— Start of Information supplied —

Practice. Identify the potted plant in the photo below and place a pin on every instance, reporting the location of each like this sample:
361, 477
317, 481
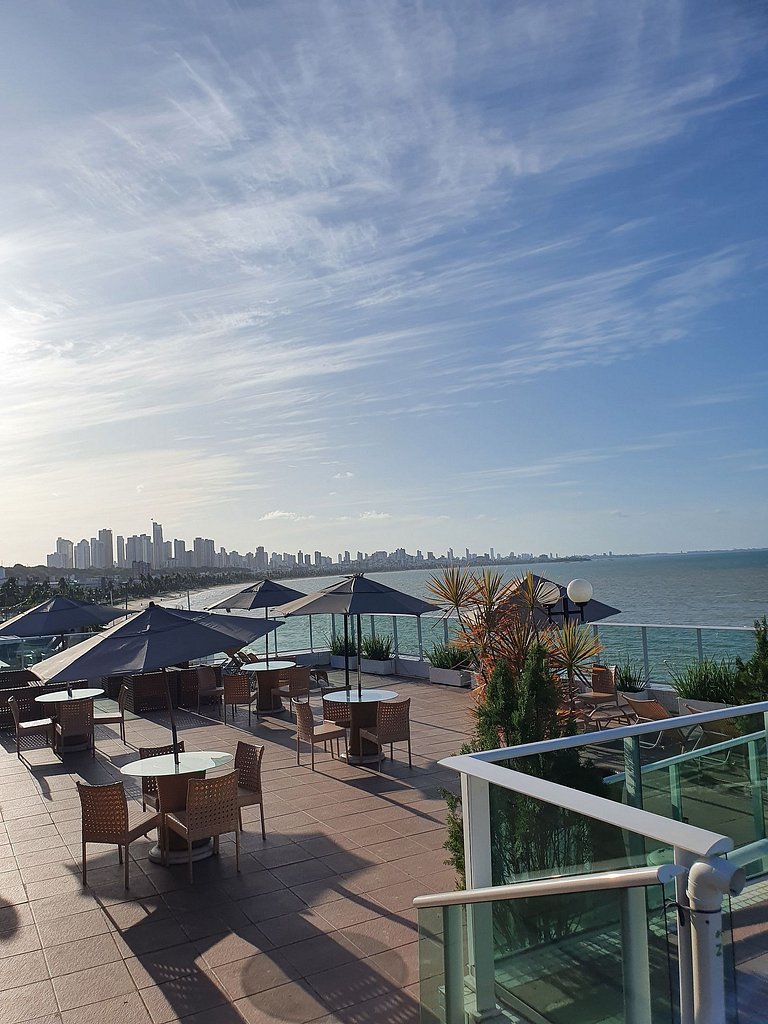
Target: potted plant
631, 679
338, 652
706, 685
376, 655
449, 666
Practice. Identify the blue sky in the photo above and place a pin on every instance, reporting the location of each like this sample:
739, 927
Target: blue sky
366, 274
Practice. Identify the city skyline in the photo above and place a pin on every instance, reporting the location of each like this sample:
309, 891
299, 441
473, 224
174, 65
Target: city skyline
366, 275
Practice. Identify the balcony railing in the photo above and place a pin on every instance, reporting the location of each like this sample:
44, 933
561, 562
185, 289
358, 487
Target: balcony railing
577, 948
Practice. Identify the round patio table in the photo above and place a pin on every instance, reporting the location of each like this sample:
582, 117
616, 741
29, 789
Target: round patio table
267, 680
61, 696
172, 779
363, 712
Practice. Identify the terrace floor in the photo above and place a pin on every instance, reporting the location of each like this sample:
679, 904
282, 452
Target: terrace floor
318, 926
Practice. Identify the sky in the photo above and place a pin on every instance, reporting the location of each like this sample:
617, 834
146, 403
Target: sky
357, 275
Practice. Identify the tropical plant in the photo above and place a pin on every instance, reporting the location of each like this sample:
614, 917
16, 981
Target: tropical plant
752, 676
378, 648
707, 680
448, 655
630, 677
337, 646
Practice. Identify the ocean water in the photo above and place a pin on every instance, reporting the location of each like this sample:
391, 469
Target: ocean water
671, 593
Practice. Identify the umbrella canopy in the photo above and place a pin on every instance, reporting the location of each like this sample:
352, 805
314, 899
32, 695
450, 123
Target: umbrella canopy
593, 610
356, 595
151, 640
59, 614
265, 594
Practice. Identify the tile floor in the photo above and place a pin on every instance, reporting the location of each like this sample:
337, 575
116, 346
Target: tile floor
318, 926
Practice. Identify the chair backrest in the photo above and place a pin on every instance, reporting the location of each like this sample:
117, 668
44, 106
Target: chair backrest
648, 711
237, 689
150, 782
604, 678
248, 759
76, 717
104, 812
207, 678
212, 806
393, 721
304, 720
335, 711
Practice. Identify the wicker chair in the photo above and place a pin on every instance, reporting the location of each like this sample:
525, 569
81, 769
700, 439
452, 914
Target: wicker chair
19, 707
334, 711
248, 759
392, 726
297, 686
209, 690
110, 718
238, 691
211, 810
74, 718
307, 731
105, 819
150, 782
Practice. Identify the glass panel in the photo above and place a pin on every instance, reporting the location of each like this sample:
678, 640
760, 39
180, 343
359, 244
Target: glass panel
599, 957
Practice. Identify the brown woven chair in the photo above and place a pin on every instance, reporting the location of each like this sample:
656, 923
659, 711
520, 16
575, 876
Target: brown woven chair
335, 712
238, 691
209, 690
110, 718
248, 759
20, 707
150, 782
74, 718
392, 726
297, 686
211, 810
308, 732
105, 819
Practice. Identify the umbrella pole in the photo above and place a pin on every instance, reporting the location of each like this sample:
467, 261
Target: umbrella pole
346, 653
359, 658
174, 734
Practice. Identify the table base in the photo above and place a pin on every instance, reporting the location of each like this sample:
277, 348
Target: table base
202, 849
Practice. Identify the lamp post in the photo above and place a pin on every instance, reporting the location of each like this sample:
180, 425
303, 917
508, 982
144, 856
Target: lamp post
578, 594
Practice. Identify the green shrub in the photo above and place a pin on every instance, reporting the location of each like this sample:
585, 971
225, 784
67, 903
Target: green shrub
630, 677
377, 648
707, 680
448, 655
336, 646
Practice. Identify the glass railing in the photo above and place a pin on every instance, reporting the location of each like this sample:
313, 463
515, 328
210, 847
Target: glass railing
601, 956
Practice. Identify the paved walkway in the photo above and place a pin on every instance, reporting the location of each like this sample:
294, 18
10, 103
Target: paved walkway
318, 926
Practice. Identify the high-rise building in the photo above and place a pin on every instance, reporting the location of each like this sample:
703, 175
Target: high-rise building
157, 546
104, 537
83, 555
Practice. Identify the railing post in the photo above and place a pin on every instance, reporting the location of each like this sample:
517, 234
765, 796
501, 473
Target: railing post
476, 818
646, 663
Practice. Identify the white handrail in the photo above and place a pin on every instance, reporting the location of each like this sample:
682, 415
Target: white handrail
633, 878
674, 834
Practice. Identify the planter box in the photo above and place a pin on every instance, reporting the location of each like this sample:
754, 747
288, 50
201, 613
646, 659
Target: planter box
338, 662
449, 677
378, 668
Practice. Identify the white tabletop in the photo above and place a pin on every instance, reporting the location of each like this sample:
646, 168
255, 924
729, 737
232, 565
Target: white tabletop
263, 667
367, 696
164, 764
64, 697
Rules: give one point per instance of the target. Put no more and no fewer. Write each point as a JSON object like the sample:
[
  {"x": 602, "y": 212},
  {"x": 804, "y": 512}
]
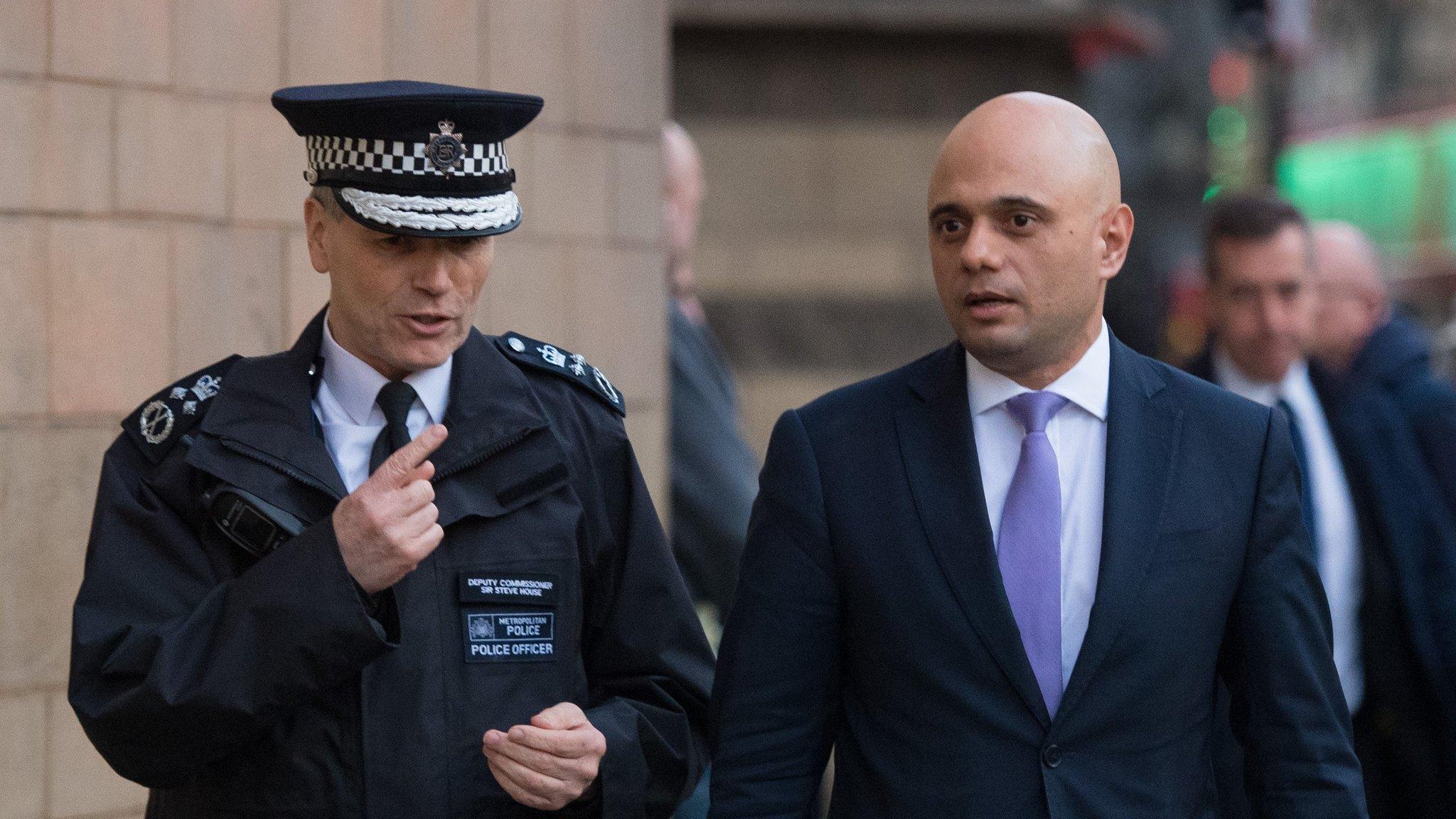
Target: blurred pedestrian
[
  {"x": 1361, "y": 343},
  {"x": 1379, "y": 530},
  {"x": 1004, "y": 580},
  {"x": 714, "y": 474}
]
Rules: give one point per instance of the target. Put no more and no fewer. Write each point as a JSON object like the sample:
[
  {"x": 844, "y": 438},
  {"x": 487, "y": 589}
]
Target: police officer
[{"x": 402, "y": 569}]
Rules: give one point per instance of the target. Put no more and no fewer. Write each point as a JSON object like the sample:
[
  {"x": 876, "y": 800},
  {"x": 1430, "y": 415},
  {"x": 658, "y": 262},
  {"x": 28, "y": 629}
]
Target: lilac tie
[{"x": 1029, "y": 550}]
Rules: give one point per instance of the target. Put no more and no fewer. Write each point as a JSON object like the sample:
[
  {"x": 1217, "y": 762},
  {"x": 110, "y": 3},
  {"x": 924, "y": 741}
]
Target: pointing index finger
[{"x": 415, "y": 452}]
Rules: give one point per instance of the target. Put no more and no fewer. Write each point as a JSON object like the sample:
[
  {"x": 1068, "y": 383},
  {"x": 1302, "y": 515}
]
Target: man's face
[
  {"x": 1344, "y": 319},
  {"x": 1260, "y": 302},
  {"x": 401, "y": 304},
  {"x": 1022, "y": 244}
]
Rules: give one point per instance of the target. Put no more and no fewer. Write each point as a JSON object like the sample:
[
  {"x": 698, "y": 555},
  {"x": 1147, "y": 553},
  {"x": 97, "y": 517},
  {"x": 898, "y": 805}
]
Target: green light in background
[{"x": 1228, "y": 127}]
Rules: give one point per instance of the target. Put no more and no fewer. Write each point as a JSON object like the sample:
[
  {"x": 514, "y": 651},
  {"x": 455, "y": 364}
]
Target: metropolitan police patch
[{"x": 510, "y": 637}]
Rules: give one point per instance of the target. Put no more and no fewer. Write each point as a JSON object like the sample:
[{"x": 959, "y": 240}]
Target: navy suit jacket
[{"x": 871, "y": 619}]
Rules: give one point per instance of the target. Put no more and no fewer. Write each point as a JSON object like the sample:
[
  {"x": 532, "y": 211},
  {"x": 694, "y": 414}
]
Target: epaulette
[
  {"x": 571, "y": 366},
  {"x": 164, "y": 419}
]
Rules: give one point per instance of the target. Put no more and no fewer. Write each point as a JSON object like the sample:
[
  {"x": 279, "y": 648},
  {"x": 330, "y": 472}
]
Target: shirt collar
[
  {"x": 1085, "y": 384},
  {"x": 355, "y": 385},
  {"x": 1295, "y": 385}
]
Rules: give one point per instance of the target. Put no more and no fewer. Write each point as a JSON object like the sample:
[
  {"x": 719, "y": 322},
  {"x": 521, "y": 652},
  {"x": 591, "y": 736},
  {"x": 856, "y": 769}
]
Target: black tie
[
  {"x": 395, "y": 398},
  {"x": 1302, "y": 455}
]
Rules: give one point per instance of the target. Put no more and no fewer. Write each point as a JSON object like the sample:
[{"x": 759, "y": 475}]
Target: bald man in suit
[{"x": 1005, "y": 579}]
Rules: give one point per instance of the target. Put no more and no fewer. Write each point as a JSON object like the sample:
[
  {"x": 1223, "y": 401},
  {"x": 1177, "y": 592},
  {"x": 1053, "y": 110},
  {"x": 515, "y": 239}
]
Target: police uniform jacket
[{"x": 235, "y": 685}]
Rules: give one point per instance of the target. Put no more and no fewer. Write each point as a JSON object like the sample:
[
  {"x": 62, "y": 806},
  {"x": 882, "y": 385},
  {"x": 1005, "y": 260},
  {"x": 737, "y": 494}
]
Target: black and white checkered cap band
[{"x": 393, "y": 156}]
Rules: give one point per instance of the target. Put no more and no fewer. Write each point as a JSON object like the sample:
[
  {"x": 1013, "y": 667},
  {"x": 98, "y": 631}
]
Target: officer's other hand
[
  {"x": 387, "y": 525},
  {"x": 551, "y": 763}
]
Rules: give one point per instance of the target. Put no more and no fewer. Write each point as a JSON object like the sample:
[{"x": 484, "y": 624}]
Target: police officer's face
[
  {"x": 401, "y": 304},
  {"x": 1025, "y": 230}
]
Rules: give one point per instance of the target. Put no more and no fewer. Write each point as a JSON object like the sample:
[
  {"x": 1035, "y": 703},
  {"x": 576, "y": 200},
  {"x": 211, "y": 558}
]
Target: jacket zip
[
  {"x": 458, "y": 466},
  {"x": 486, "y": 452},
  {"x": 244, "y": 449}
]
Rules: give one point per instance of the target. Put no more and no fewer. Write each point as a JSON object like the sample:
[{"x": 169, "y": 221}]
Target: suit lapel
[
  {"x": 939, "y": 459},
  {"x": 1142, "y": 434}
]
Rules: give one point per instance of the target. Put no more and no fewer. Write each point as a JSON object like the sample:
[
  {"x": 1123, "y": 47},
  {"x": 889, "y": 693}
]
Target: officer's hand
[
  {"x": 551, "y": 763},
  {"x": 387, "y": 525}
]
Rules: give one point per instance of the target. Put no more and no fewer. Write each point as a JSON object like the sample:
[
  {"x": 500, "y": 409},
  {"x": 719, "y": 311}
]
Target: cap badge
[
  {"x": 156, "y": 422},
  {"x": 446, "y": 151}
]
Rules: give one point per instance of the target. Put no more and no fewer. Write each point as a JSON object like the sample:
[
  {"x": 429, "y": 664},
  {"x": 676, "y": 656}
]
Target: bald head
[
  {"x": 1027, "y": 228},
  {"x": 1046, "y": 137},
  {"x": 1351, "y": 304},
  {"x": 1344, "y": 258},
  {"x": 682, "y": 197}
]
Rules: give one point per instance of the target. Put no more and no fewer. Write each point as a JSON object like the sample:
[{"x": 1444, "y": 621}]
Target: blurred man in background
[
  {"x": 1363, "y": 344},
  {"x": 1381, "y": 537},
  {"x": 714, "y": 473}
]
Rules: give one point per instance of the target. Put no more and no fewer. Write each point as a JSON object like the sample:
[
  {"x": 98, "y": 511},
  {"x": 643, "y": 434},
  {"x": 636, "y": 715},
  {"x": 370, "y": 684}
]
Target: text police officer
[{"x": 323, "y": 582}]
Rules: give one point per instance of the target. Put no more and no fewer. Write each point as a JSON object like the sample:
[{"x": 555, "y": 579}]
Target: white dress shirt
[
  {"x": 1337, "y": 531},
  {"x": 1078, "y": 436},
  {"x": 346, "y": 405}
]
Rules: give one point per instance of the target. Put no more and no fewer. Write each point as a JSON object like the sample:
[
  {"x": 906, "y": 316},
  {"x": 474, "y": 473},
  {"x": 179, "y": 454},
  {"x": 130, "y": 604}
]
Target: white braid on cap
[{"x": 436, "y": 213}]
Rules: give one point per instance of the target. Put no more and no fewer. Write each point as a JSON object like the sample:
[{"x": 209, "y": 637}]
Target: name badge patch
[
  {"x": 503, "y": 637},
  {"x": 496, "y": 588}
]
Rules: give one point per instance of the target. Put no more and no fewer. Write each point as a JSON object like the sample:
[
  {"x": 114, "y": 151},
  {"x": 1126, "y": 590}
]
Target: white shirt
[
  {"x": 1078, "y": 436},
  {"x": 1337, "y": 531},
  {"x": 346, "y": 405}
]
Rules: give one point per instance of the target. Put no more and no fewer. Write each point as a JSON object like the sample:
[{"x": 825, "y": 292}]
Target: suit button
[{"x": 1051, "y": 755}]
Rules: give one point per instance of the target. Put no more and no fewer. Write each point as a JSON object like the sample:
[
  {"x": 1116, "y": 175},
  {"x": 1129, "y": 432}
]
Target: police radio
[{"x": 251, "y": 522}]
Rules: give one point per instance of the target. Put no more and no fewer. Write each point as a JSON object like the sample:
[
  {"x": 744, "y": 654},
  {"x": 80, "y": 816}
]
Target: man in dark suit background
[
  {"x": 1005, "y": 579},
  {"x": 1382, "y": 540},
  {"x": 1361, "y": 343}
]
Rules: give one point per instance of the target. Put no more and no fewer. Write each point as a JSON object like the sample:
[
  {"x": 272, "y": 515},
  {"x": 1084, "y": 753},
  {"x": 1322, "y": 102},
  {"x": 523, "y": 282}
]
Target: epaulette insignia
[
  {"x": 164, "y": 419},
  {"x": 571, "y": 366}
]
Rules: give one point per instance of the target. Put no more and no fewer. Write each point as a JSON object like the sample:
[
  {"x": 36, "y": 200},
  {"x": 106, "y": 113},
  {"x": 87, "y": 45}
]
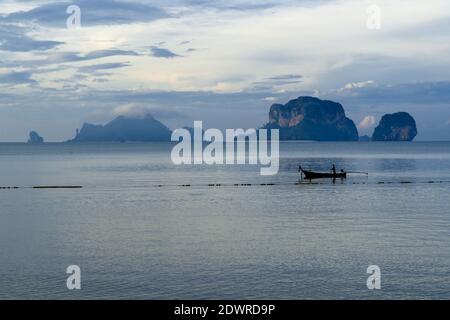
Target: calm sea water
[{"x": 135, "y": 239}]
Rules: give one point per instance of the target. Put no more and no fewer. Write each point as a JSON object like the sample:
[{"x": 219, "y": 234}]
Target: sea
[{"x": 143, "y": 228}]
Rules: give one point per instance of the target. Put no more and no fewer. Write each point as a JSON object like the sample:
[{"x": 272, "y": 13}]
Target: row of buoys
[
  {"x": 228, "y": 185},
  {"x": 44, "y": 187}
]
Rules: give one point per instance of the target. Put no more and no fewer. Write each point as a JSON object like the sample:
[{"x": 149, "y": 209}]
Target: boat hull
[{"x": 309, "y": 175}]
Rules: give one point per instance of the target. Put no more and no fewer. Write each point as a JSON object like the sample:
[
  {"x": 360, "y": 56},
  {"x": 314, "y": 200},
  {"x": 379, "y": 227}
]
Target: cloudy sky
[{"x": 223, "y": 62}]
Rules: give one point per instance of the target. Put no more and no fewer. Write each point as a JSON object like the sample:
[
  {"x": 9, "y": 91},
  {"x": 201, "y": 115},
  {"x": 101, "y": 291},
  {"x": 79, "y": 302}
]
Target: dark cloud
[{"x": 98, "y": 12}]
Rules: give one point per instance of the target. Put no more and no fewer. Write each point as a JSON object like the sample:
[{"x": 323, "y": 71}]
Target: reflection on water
[{"x": 136, "y": 233}]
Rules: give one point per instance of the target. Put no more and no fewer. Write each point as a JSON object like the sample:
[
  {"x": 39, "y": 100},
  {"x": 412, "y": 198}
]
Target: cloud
[
  {"x": 103, "y": 66},
  {"x": 412, "y": 93},
  {"x": 158, "y": 52},
  {"x": 93, "y": 12},
  {"x": 15, "y": 78},
  {"x": 275, "y": 82},
  {"x": 13, "y": 38}
]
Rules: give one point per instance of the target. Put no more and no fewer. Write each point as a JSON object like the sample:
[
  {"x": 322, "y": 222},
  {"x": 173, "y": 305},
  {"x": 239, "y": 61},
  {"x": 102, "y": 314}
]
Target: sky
[{"x": 223, "y": 62}]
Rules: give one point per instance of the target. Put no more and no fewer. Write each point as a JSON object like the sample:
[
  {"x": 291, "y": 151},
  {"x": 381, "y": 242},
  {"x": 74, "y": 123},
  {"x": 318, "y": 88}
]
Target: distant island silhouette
[{"x": 304, "y": 118}]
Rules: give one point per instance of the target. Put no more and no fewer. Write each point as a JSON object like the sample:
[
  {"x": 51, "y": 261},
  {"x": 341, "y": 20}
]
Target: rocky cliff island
[
  {"x": 122, "y": 129},
  {"x": 309, "y": 118},
  {"x": 399, "y": 126},
  {"x": 35, "y": 138}
]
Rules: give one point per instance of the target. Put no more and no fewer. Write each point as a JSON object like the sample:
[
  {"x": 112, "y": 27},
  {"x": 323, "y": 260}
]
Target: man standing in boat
[{"x": 333, "y": 170}]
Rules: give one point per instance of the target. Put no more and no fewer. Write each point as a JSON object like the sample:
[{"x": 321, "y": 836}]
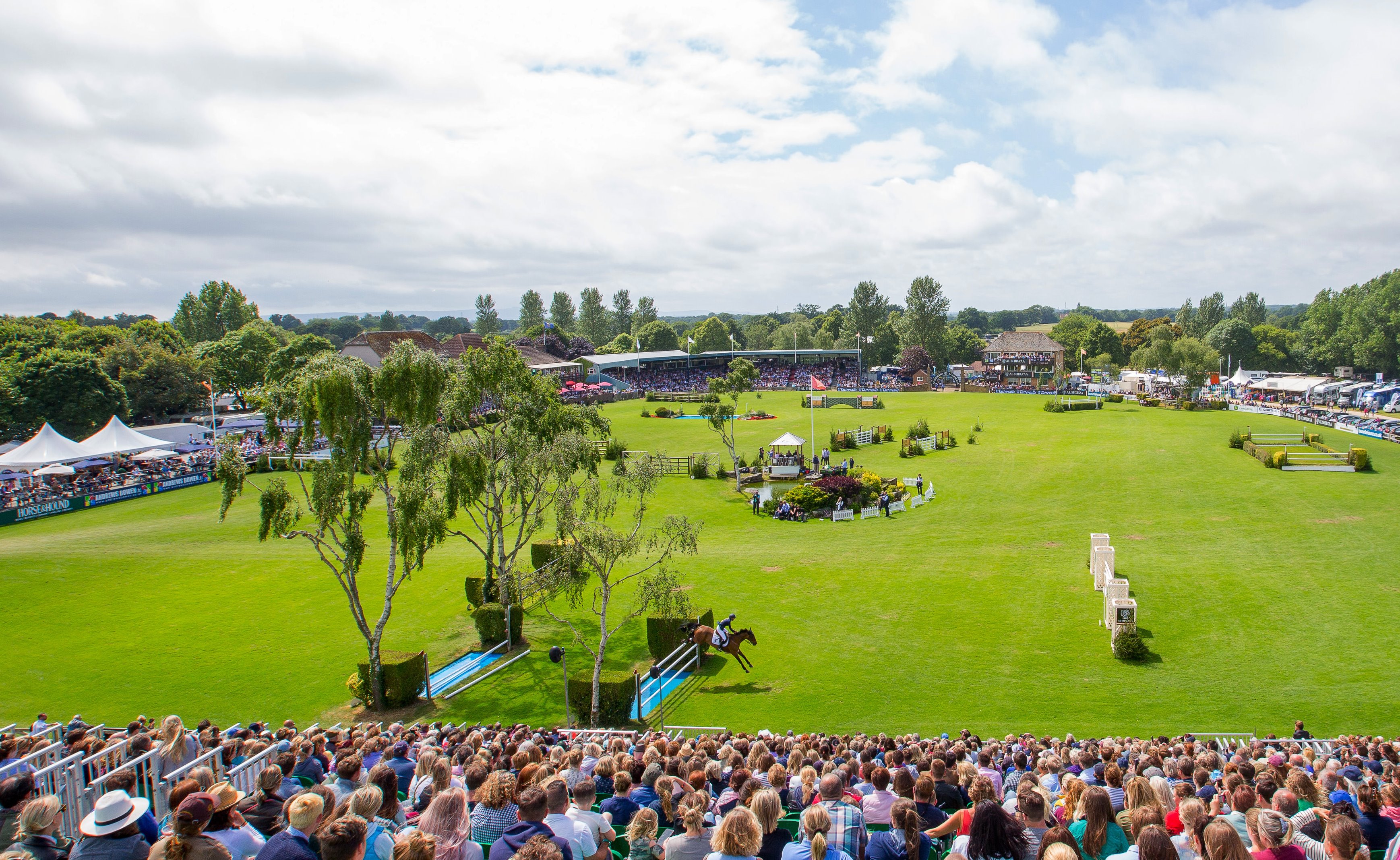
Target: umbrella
[{"x": 156, "y": 454}]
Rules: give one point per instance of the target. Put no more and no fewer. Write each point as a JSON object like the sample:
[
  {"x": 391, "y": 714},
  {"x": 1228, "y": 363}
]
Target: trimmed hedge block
[{"x": 664, "y": 634}]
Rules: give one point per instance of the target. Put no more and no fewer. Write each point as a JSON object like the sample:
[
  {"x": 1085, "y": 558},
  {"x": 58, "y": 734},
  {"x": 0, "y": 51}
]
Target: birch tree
[{"x": 369, "y": 415}]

— End of Information supplied —

What the exercise asks: List each line in the records above that contains the word "city".

Written answer:
Practice. Identify the city skyline in the photo above and place a pin on every instance, reporting the location of each like this sample:
Target: city skyline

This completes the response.